SOURCE EXTRACT:
━━━━━━━━━━━━━━━━━━━━

However, using Array.attach to add a proof that toc' is an element of subContent provides sufficient information for Lean to conclude that it terminates:

def ToC.asString (toc : ToC) : String :=
  let ⟨title, subContent⟩ := toc
  let under := subContent.attach.mapIdx fun i ⟨toc', elem⟩ =>
    prefixLines s!"{i.val + 1}." (" " ++ toc'.asString)
  s!"{title}{under.foldl (· ++ "\n" ++ ·) ""}"

List.attach and Array.attach have no run-time overhead in compiled code. The compiler erases proofs, and they are implemented with a special optimization that removes the traversal of the list.

User-Defined Options

Lean's options system allows users to configure various properties of Lean, such as the maximum recursion depth during tactic execution, whether to display tracing output, and how many columns to use when displaying output. The set of options is extensible, so user-defined tactics and other extensions can provide a consistent interface through the set_option command.

In prior versions of Lean, built-in options could additionally be configured by passing the -D flag to Lean on the command line or by setting the leanOptions field in lakefile.toml or lakefile.lean. In Lean 4.11, user-defined options can also be set this way.

By default, Lean validates option names from the command line, ensuring that they are defined. This helps avoid typos. To turn off this checking, prefix an option name with weak..

For example, if a user option for a custom tactic squish is named theorem_squisher.attempts, then

[[lean_lib]]
name = "AmbitiousProof"
leanOptions = { theorem_squisher.attempts = 40 }

will fail if theorem_squisher.attempts has not yet been defined, while

[[lean_lib]]
name = "AmbitiousProof"
leanOptions = { weak.theorem_squisher.attempts = 40 }

will not.

Safer Evaluation

Unlike many programming languages, Lean does not have a separate read-eval-print loop for interactive exploration. Instead, Lean expressions can be evaluated directly in the program text, without having to switch contexts, using the #eval command.

In previous versions of Lean, #eval had a difficult interaction with another Lean feature: to provide better feedback on a whole program, Lean continues to check a file even after errors have been encountered. In order for the rest of the file to make as much sense as possible, the errors are replaced with sorry.

The Lean compiler will not compile code that contains errors. However, in prior versions of Lean, #eval would run erroneous code. Because the sorry can occur as a replacement for a proof of some important property, such as array access being in-bounds or a function terminating, #eval could cause the compiler to crash or loop.

━━━━━━━━━━━━━━━━━━━━

WORK TO DO:
1 – According to the Lean excerpt, in which version of Lean can user-defined options also be set on the command line or in the leanOptions field?
2 – Pick up the Lean excerpt after its final sentence and continue it.
The lines that come next have no connection to the Lean excerpt.

COLLECTED MATERIAL:

━━━━━━━━━━━━━━━━━━━━

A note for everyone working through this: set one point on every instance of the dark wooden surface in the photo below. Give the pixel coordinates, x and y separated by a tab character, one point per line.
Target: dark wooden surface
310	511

━━━━━━━━━━━━━━━━━━━━

RESPONSE LIST:
1 – Lean 4.11.

2 –
In Lean 4.11, #eval no longer runs code that contains sorry. In this example, there are two errors:

def arr := #[1, 2, 3]

cannot evaluate expression that depends on the `sorry` axiom.
Use `#eval!` to evaluate nevertheless (which may cause lean to crash).#eval failed to prove index is valid, possible solutions:
  - Use `have`-expressions to prove the index is valid
  - Use `a[i]!` notation instead, runtime check is perfomed, and 'Panic' error message is produced if index is not valid
  - Use `a[i]?` notation instead, result is an `Option` type
  - Use `a[i]'h` notation instead, where `h` is a proof that index is valid
⊢ 3 < arr.sizearr[3]

The first comes from the array lookup, which fails due to the index being out of bounds. The second comes from #eval:

cannot evaluate expression that depends on the `sorry` axiom.
Use `#eval!` to evaluate nevertheless (which may cause lean to crash).

A new command #eval! can be used to evaluate expressions that depend on sorry.

Lake

Lake, the Lean build tool, now includes a basic GitHub Actions configuration when it generates a new project. This configuration uses lean-action to build, test, and lint the project. lean-action is developed and maintained by Austin Letson.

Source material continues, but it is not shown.